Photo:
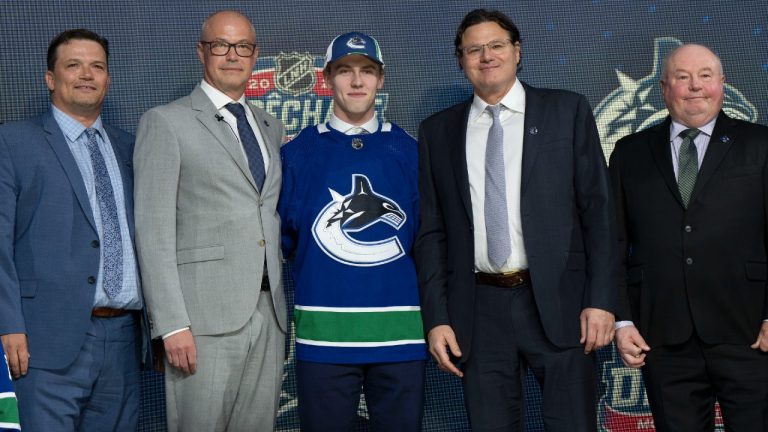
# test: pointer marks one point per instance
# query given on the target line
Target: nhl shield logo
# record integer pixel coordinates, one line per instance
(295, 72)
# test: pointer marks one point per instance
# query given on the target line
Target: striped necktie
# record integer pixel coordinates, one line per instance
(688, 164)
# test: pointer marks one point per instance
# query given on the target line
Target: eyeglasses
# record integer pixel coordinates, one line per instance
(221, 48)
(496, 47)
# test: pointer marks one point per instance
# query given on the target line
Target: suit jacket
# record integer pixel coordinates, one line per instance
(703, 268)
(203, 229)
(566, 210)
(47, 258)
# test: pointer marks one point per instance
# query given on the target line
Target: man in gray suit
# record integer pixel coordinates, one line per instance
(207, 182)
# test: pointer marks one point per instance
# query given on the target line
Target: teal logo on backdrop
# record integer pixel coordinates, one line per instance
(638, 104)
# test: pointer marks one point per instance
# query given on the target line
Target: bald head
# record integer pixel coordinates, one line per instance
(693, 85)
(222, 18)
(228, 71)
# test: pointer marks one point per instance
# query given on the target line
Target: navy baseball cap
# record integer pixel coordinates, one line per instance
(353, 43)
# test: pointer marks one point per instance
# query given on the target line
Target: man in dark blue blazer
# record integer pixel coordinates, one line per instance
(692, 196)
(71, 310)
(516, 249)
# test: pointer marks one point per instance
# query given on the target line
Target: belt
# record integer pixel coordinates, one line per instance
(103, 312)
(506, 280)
---
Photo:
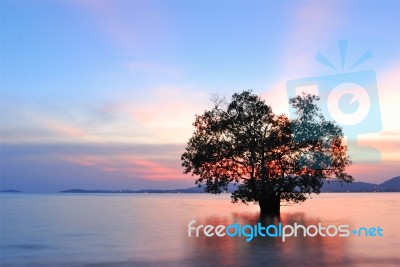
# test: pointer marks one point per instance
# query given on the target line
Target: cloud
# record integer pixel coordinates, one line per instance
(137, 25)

EXERCISE INSTRUCTIONS: Go through the records. Copy each line where "logo" appears.

RESPONSE BELOW:
Target: nhl shield logo
Target: teal logo on backdrop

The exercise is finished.